-- Start LISTING --

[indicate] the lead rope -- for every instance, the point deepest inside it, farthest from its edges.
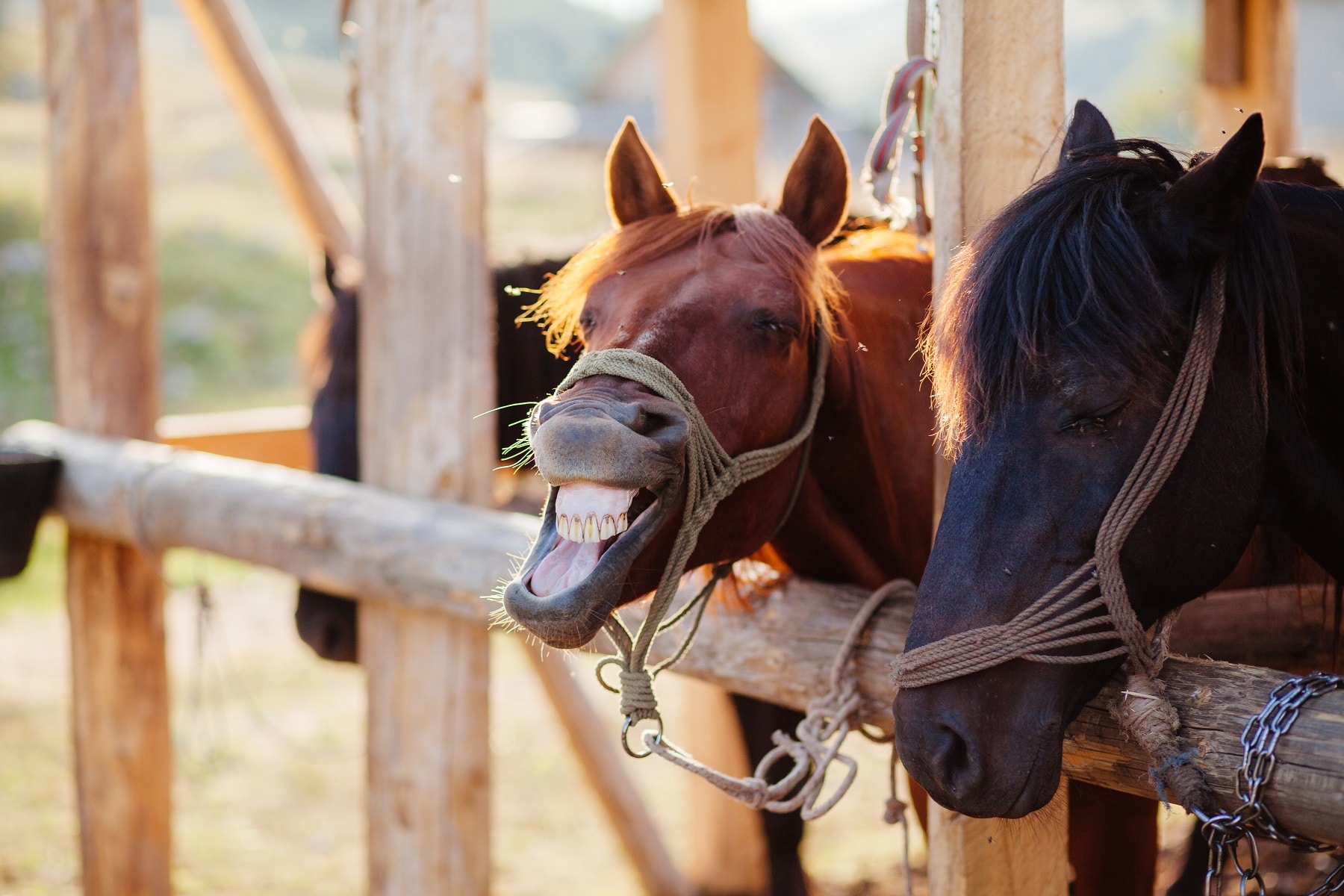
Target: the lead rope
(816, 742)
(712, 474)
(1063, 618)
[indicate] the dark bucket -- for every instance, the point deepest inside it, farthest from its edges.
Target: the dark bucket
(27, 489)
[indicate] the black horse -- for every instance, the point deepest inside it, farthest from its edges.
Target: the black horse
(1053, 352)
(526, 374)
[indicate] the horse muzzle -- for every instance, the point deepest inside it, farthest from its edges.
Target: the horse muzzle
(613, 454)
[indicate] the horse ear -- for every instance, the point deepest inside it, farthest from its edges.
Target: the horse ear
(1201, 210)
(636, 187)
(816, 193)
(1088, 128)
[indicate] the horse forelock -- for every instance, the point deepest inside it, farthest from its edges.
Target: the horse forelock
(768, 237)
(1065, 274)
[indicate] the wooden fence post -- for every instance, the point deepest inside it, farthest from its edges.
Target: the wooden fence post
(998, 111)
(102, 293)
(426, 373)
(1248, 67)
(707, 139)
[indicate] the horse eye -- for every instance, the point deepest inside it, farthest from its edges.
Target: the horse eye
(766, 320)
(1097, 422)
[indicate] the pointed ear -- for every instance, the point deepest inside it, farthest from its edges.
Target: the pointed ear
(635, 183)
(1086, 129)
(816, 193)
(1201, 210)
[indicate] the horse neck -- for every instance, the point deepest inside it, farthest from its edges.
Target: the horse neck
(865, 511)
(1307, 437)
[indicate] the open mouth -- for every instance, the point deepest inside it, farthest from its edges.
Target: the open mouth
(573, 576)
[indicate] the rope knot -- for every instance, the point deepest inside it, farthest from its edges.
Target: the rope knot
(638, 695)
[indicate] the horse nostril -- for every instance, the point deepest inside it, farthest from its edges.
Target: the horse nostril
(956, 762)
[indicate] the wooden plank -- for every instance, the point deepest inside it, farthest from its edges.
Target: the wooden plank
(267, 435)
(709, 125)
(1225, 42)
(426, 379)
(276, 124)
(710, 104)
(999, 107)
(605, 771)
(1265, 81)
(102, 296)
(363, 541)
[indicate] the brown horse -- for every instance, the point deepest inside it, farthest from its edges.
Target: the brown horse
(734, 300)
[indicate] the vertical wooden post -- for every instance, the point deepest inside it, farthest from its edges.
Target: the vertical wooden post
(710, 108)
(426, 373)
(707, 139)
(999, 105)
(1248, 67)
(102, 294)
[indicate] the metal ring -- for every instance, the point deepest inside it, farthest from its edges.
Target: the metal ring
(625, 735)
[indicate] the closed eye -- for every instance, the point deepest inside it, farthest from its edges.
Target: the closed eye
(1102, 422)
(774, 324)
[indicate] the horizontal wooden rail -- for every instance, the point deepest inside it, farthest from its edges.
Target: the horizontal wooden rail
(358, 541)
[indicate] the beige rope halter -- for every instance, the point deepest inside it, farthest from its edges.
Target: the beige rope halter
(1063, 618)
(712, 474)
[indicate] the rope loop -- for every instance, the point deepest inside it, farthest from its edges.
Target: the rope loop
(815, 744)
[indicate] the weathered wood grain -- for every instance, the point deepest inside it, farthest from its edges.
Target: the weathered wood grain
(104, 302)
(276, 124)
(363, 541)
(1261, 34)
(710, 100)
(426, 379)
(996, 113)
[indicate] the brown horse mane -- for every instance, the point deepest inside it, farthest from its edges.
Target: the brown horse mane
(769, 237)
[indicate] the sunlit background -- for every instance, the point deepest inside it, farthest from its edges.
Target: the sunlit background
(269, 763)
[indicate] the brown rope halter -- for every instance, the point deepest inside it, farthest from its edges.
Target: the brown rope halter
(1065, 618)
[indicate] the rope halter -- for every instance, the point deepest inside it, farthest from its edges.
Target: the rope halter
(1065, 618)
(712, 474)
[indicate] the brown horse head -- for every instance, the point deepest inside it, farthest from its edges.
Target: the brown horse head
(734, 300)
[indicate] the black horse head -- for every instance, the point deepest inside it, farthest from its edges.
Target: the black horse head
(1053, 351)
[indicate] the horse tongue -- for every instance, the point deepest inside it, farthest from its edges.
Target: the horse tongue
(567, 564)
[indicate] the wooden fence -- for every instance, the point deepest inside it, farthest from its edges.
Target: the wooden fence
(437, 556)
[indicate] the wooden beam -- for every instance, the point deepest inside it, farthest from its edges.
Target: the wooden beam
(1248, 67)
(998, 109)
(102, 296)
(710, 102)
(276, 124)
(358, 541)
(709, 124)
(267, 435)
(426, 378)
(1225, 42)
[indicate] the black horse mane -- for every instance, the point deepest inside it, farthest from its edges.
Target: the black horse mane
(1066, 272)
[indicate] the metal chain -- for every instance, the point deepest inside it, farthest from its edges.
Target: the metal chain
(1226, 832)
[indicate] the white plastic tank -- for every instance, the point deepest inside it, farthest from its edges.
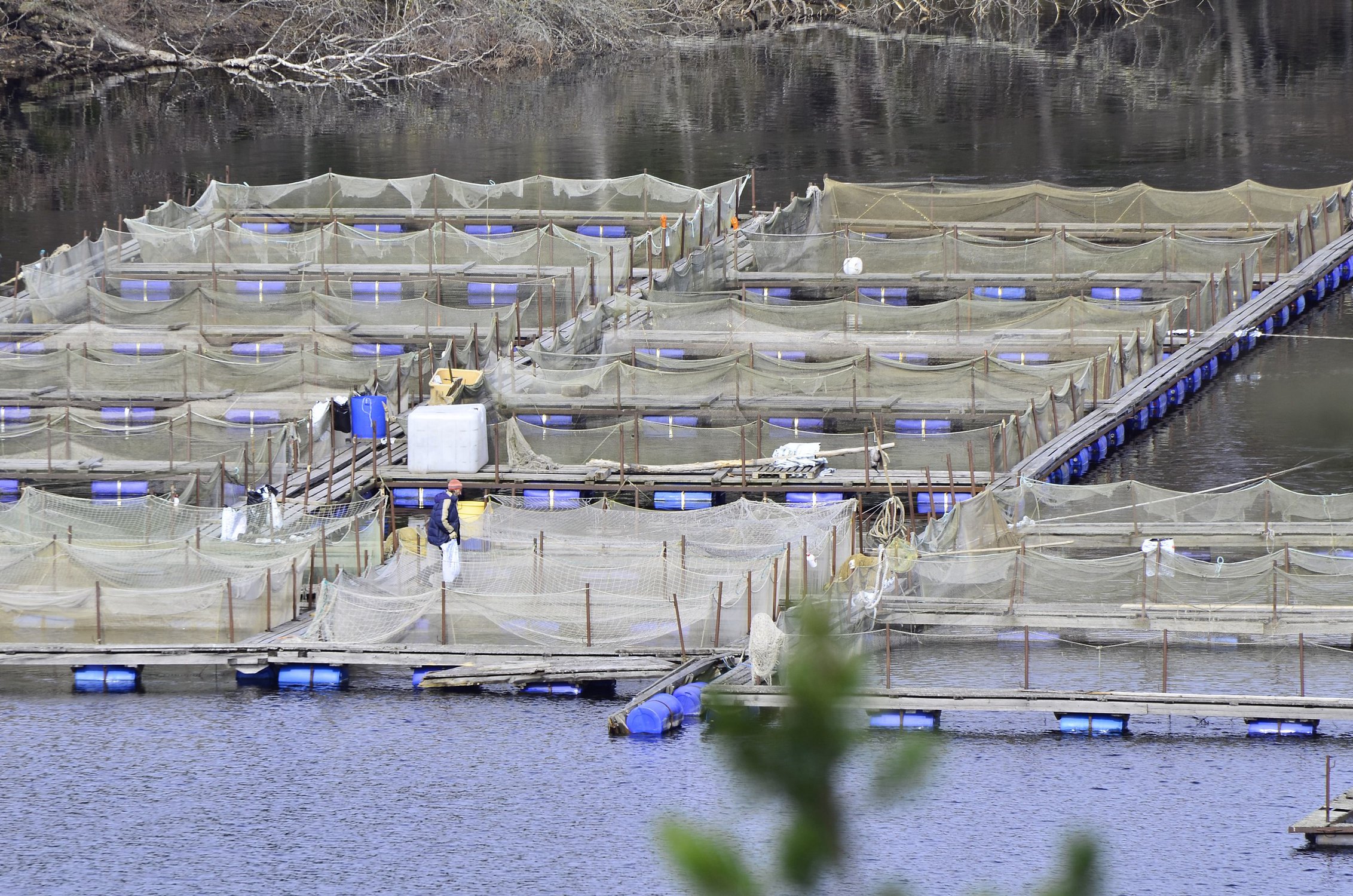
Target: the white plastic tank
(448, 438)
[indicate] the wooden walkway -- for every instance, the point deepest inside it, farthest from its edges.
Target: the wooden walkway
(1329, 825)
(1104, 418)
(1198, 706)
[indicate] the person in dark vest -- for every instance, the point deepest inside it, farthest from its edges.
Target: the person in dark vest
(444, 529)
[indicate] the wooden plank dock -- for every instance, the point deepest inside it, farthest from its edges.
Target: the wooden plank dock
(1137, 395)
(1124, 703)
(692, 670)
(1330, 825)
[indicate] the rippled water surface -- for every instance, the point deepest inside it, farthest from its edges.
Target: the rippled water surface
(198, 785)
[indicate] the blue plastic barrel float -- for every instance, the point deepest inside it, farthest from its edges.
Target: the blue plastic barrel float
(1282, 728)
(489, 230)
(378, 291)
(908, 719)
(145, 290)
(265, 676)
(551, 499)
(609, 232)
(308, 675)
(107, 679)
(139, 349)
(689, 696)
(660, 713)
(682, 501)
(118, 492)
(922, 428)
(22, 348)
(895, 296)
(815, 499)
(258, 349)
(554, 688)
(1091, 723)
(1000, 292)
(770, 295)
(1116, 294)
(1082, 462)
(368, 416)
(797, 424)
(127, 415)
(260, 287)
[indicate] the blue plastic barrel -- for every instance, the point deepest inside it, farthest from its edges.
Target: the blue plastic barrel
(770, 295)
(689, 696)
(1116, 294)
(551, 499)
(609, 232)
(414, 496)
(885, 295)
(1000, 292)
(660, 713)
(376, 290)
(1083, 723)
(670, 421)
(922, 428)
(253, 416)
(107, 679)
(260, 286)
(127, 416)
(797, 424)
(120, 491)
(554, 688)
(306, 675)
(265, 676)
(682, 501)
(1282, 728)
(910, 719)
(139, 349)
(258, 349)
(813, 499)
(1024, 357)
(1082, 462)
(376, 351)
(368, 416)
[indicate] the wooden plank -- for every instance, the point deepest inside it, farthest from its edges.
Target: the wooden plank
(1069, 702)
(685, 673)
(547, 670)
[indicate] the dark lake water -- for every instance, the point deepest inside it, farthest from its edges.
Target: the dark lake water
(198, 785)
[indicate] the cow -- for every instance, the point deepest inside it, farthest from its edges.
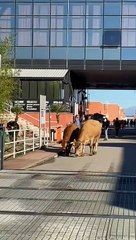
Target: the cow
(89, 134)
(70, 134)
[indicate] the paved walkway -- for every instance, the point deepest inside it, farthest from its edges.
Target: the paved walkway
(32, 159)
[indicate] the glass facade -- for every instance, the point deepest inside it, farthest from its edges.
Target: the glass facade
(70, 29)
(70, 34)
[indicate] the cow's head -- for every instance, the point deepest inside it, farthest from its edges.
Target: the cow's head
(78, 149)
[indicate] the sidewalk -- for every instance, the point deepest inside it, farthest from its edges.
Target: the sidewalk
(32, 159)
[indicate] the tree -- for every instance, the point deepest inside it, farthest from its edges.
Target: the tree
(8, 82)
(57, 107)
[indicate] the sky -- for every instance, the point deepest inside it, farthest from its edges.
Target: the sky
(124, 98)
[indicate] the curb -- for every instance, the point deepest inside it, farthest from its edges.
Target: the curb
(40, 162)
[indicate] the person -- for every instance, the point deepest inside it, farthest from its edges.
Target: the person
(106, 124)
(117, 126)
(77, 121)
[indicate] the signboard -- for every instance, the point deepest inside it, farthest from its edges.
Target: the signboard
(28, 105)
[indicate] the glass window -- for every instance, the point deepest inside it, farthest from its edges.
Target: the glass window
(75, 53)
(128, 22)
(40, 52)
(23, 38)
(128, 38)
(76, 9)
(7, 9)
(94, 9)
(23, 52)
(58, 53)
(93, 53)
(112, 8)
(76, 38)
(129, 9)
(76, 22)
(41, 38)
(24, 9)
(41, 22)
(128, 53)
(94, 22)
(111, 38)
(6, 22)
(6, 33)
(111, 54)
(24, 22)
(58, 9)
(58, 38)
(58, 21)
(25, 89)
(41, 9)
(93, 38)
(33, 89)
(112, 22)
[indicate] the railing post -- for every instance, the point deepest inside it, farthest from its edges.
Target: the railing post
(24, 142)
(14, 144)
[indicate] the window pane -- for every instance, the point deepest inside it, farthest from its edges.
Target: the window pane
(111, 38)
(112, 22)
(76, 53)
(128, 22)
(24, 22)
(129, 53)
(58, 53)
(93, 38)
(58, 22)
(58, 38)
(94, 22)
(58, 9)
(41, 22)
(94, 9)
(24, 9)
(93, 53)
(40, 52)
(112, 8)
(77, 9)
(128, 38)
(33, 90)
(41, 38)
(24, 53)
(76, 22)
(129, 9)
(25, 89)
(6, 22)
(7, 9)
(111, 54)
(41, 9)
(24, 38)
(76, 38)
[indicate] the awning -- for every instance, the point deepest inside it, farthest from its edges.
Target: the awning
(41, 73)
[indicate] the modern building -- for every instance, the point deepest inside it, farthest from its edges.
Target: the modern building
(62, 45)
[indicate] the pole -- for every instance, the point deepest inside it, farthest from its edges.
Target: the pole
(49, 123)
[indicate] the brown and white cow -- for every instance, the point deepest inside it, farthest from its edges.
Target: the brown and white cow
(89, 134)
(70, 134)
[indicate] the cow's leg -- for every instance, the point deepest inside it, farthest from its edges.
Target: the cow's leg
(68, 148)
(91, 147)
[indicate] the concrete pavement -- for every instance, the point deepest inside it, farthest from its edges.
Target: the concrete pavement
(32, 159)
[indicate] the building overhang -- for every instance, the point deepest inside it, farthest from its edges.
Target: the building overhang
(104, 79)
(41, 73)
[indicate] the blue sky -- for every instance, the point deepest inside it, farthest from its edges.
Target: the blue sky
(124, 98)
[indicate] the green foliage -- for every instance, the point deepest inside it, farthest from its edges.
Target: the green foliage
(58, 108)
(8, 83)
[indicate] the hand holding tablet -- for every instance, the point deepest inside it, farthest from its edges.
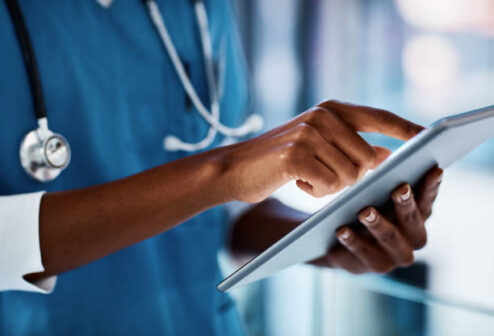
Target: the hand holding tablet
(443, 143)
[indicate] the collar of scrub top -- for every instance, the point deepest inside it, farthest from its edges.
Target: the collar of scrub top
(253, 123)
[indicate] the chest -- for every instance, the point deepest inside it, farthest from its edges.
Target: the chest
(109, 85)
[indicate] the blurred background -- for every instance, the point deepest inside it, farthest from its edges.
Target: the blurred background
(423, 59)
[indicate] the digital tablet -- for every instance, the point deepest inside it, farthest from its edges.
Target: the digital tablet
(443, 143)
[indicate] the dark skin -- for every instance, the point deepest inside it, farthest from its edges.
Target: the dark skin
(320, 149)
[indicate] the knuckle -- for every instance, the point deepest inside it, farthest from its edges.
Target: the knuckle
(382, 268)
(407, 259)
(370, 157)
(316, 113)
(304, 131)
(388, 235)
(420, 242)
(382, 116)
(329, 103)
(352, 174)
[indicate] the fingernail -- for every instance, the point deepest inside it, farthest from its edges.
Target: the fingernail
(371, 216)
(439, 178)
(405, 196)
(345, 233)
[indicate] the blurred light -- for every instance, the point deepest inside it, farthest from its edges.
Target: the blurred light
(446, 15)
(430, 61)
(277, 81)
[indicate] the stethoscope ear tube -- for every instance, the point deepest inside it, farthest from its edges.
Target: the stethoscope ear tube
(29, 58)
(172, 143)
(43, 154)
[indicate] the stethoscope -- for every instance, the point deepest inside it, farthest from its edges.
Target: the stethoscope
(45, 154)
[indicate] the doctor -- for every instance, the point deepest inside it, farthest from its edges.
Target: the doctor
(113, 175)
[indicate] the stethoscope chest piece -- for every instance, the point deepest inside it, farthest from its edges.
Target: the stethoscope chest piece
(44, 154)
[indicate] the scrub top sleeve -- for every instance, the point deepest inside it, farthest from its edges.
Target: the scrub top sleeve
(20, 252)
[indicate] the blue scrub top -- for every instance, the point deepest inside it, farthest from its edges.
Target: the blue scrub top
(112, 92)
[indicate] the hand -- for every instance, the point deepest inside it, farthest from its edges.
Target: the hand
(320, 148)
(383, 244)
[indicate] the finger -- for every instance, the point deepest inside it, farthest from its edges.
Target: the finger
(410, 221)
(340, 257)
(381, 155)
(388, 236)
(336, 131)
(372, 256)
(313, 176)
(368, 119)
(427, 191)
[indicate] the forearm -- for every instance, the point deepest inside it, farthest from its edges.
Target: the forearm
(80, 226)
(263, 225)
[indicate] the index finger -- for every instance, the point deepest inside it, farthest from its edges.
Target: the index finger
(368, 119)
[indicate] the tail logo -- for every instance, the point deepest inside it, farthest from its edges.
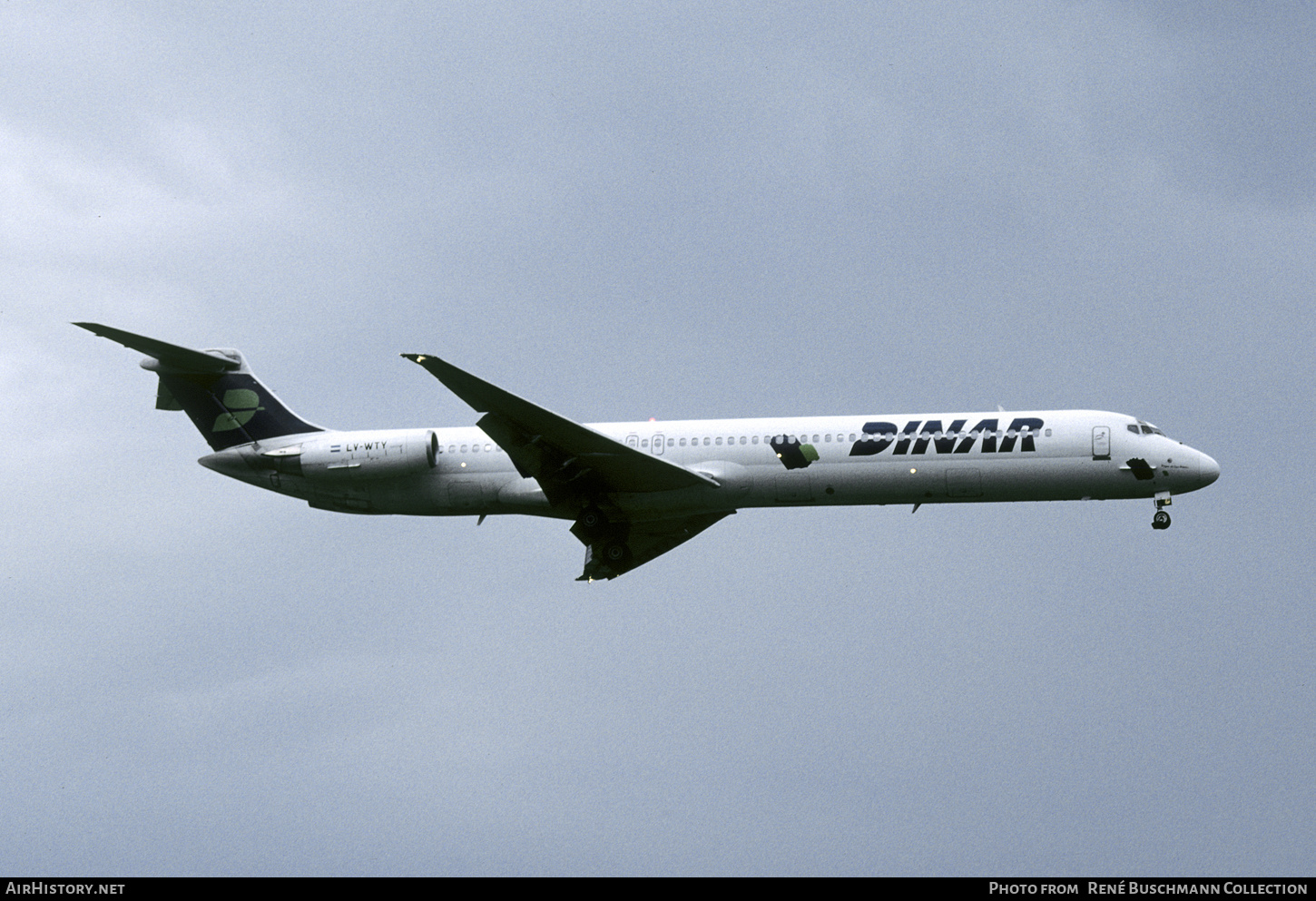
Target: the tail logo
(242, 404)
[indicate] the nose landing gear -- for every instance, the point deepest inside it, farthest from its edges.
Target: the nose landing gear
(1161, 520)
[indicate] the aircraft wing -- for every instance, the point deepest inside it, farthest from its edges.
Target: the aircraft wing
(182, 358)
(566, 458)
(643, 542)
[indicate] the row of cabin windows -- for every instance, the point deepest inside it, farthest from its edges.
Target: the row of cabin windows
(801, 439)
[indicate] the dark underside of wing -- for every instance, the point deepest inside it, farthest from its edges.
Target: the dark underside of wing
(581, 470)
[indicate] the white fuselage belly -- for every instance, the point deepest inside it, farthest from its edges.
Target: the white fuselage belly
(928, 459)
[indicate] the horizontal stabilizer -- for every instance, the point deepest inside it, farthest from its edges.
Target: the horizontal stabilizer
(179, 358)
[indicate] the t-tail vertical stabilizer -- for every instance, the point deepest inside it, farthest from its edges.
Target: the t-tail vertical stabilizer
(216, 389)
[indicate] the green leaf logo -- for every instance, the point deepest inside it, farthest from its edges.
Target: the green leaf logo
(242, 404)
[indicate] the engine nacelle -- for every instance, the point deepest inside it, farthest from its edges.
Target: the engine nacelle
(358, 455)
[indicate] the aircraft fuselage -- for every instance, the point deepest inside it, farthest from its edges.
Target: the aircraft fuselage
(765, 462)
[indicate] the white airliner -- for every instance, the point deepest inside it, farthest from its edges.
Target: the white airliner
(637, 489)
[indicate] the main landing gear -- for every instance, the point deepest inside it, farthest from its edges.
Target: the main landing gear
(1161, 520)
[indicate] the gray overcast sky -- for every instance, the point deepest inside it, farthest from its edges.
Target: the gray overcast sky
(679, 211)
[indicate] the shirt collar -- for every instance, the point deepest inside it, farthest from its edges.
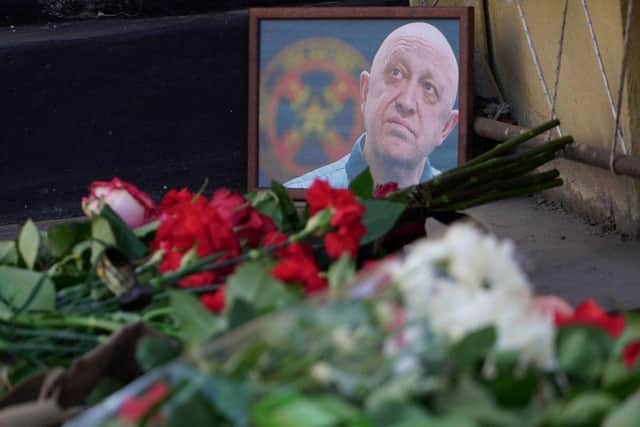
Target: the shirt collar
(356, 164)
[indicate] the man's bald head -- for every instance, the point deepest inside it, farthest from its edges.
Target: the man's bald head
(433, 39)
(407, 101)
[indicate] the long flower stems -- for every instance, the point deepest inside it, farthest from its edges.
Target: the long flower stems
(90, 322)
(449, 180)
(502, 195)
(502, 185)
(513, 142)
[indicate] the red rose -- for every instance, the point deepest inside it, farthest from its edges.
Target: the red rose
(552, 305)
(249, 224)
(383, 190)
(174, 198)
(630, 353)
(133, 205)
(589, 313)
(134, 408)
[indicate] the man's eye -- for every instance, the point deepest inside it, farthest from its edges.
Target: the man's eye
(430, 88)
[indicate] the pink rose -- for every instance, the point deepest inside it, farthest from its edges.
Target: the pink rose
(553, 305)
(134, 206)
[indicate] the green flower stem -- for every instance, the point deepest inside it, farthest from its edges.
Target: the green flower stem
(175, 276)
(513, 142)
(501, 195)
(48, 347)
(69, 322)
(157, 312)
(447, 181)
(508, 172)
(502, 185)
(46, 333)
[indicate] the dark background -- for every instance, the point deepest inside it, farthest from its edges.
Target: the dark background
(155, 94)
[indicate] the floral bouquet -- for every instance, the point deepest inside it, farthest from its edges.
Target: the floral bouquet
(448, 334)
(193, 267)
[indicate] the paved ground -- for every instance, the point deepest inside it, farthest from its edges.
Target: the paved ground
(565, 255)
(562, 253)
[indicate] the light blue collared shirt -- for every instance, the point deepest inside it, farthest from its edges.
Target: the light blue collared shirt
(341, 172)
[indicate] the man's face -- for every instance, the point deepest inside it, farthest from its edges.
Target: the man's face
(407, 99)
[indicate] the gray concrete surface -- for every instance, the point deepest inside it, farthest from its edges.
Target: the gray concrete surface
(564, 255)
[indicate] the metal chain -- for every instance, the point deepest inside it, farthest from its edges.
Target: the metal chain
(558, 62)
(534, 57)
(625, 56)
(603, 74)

-- End LISTING --

WHAT THE TASK REQUIRES - Quote the records word for word from their first line through the line containing "(1307, 437)", both included, and leave the pictures out.

RESULT -
[indicate] the lead rope -- for every instance, the point deepest inside it, farthest from its edges.
Target: the lead rope
(816, 742)
(712, 474)
(1063, 618)
[indicate] the dark bucket -- for every instance, the point deepest inside it, farthest from its edges.
Target: the dark bucket
(27, 489)
[indicate] the black horse -- for every instance, the point deepest inside it, farthest from its edges.
Target: the black horse
(1053, 352)
(526, 374)
[indicate] the horse muzzle -- for every instance, the point deepest inside it, farthest from its edges.
Target: the horse muzzle
(613, 454)
[indicate] the horse ear -- for every instance, the point deepest inside it, farthest from its edges.
Target: the horse ear
(1201, 210)
(636, 187)
(816, 193)
(1088, 128)
[indicate] the horse forelock -- for every instance, the point deepest inside it, farthest from its edges.
Target: the horse forelock
(768, 237)
(1065, 274)
[indicate] the wooden fence post -- for every instance, the point deepest inside it, farthest from its edges.
Target: the wooden fence post
(998, 111)
(102, 293)
(426, 373)
(1248, 67)
(707, 139)
[indicate] the horse eye -- for every instance, the point deepest inside it, farthest from its edges.
Target: the horse eye
(766, 320)
(1097, 422)
[indicate] the pointed ear -- for every instance, the point deepest inside it, farthest from its edges.
Target: the pointed ear
(635, 183)
(1086, 129)
(816, 193)
(1201, 210)
[indicate] the horse neck -- for every instance, the point deepest inside it, farthest from its edges.
Target: the horse neck
(865, 511)
(1307, 437)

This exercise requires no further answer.